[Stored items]
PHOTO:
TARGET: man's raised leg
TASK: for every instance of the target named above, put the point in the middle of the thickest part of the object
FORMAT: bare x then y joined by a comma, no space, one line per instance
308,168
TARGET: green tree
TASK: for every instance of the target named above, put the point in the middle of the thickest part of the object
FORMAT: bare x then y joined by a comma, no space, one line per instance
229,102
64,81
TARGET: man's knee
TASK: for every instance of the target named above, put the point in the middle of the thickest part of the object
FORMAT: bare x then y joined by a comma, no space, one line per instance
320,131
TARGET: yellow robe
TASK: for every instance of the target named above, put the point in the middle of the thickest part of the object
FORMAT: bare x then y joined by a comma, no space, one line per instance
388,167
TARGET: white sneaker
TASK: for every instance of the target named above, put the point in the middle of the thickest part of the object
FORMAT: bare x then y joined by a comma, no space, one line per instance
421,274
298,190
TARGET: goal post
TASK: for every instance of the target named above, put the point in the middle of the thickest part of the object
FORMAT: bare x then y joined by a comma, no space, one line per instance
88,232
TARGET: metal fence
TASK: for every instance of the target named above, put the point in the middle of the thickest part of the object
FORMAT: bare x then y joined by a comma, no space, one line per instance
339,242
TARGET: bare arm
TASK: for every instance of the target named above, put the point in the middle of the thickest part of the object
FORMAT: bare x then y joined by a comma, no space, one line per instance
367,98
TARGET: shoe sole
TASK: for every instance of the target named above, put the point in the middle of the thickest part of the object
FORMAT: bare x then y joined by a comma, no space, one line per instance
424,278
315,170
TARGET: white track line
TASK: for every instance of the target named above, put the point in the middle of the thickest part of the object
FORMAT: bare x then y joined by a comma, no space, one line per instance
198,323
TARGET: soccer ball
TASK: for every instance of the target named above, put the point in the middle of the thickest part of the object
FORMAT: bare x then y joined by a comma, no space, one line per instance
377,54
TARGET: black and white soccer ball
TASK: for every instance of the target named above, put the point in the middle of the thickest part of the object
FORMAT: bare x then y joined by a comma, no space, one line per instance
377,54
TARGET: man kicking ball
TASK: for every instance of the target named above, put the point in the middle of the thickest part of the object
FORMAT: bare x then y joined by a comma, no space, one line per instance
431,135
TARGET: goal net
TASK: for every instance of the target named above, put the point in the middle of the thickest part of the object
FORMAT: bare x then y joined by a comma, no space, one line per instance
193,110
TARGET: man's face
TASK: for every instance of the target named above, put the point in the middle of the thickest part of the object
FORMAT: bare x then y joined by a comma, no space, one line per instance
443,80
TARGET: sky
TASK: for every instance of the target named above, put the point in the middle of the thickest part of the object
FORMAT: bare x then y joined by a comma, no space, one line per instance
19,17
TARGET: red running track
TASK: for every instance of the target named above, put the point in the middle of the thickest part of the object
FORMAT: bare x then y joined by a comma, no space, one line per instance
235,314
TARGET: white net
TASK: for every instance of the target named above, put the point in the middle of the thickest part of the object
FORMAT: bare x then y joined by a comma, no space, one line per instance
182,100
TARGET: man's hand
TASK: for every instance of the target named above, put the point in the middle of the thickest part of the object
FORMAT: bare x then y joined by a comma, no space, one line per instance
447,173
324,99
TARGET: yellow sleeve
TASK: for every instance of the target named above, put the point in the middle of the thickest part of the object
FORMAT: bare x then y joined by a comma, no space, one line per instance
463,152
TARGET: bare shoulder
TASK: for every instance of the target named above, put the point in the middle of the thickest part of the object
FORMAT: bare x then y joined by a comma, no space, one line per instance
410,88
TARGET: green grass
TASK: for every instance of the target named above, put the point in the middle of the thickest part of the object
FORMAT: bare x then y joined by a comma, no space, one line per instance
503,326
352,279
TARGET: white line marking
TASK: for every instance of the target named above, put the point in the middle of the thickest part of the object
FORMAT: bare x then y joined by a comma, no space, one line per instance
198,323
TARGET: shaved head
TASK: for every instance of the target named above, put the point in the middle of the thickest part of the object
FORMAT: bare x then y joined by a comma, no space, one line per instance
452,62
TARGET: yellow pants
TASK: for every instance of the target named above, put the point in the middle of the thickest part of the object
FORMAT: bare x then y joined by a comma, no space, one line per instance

**EXERCISE:**
Restate each record exactly as written.

**TASK ANSWER:**
PHOTO:
TARGET: man's raised leg
TASK: for every instance of the target named above, put the point in the middle of the thickest part of the object
FORMAT: bare x then y joined by a comma, no space, one line per instance
308,168
TARGET: green tree
TASK: for every instance of the target named above, put the point in the middle of the thickest part of the object
FORMAT: bare x then y joined by a comma, no space, one line per instance
229,102
64,81
TARGET: man's knee
TASK: for every instance of the target named above, put the point in the middle of the thickest part of the object
FORMAT: bare x then y joined by a comma, no space, one line per instance
320,131
TARGET: yellow robe
TASK: for every instance of the target named above, put the point in the middle of the thickest part of the object
FORMAT: bare x then y joined by a comma, no space, one line per instance
388,167
TARGET: white sneaker
TASK: for every instance of the target named above, put the point in the middle of the thickest part of the object
FORMAT: bare x then y joined by a comma, no space, one line per instance
421,274
298,190
TARGET: goal post
TASK: for every instance of the target named above, put the point in the middle of the thickest part of the object
FORMAT: bare x then y joined by a comma, no space, one line per instance
88,232
TARGET: metal fence
TASK: for every instance of the target named above, put the point in the middle of the thickest part of the object
FORMAT: bare x then y joined by a comma, no space, one line per instance
339,242
TARGET: bare arm
TASK: for every instance of the target named above, put the point in the middle of the thickest part of the object
FORMAT: bare x then y joined by a comma, no space, one line per instance
367,98
TARGET: shoe sole
TASK: for every instance of the target named above, put the point in the middle of the thickest part of the object
FORMAT: bare x then y joined by a comma, no space, one line per instance
424,278
315,170
TARGET: white track line
TASK: for every instance of the target named above, put the point in the middle of the thickest part of the object
FORMAT: bare x then y joined by a comma, no space, one line per instance
198,323
TARGET: soccer ball
TASK: for every instance of the target named above, put the point in the middle of the thickest part of the object
FORMAT: bare x then y joined by a comma, no space, one line per instance
377,54
TARGET: black and white soccer ball
TASK: for every instance of the target named above, put the point in the middle of the thickest part of the object
FORMAT: bare x then y joined by a comma, no space, one line per instance
377,54
TARGET: man kicking ball
TASK: for every instance of the target named above, put the point in the middle of the thickest part of the object
FORMAT: bare x then y joined by a comma, no space, one line per instance
431,135
TARGET: goal net
TASK: for every instance of the target named above, put the point in the middle of the thickest part of the object
FORMAT: bare x then y joined by a comma, no space, one line per instance
193,110
TARGET: man's face
TASK: for every instance of the target named above, put the point in the middle of the thickest part of the object
FORMAT: bare x then y joined by a comma, no space, one line per instance
443,80
TARGET: sky
TASK: for every instance of the target named above, put the point in the middle of the thickest part of the object
FORMAT: bare x then y joined by a comma, no space, one line per instance
19,17
TARGET: red running track
TASK: for every instance of the target named above, put the point in the middle of the thickest part of the object
FORMAT: bare x then y joined by a comma, no space, one line per instance
235,314
TARGET: white net
TASK: for every instance of the target named above, put the point in the middle of the thickest part of the object
FORMAT: bare x then y joined by a comma, no space, one line per instance
182,100
TARGET: man's hand
TASK: for every instance of the target named above, put the point in the middle of the thickest part of the object
FORMAT: bare x then y joined by a comma, no space, one line per instance
447,173
324,99
TARGET: yellow sleeve
TASK: for every instance of the target named above, put the point in the middle of the thickest part of the object
FORMAT: bare x then y joined by a comma, no space, one line per instance
463,152
TARGET: bare shoulder
TASK: for every instance of the target named above, put the point in the middle of the thickest part of the object
FORMAT: bare x then y joined by a comma, no space, one line per instance
410,88
TARGET: green grass
TASK: for every instance of the target named above, put the point in the middle of the thickest part of the object
FORMAT: bare x then y joined by a comma, no space, one line per instance
503,326
352,279
TARGET: white line marking
TASK: for every instance of the target named above, put the point in the middle of the thickest part of the object
FORMAT: bare x then y joined by a comma, no space, one line per instance
198,323
TARGET: shaved head
TASK: for every instance of the target named above, put the point in the middle of the thickest part of the object
FORMAT: bare x then y joined by a comma, no space, one line per instance
452,62
TARGET: yellow pants
TASK: for every instance of the target named above, put the point in the middle of the thickest part of the object
FORMAT: bare x then y joined by a comma, no space, one line per instance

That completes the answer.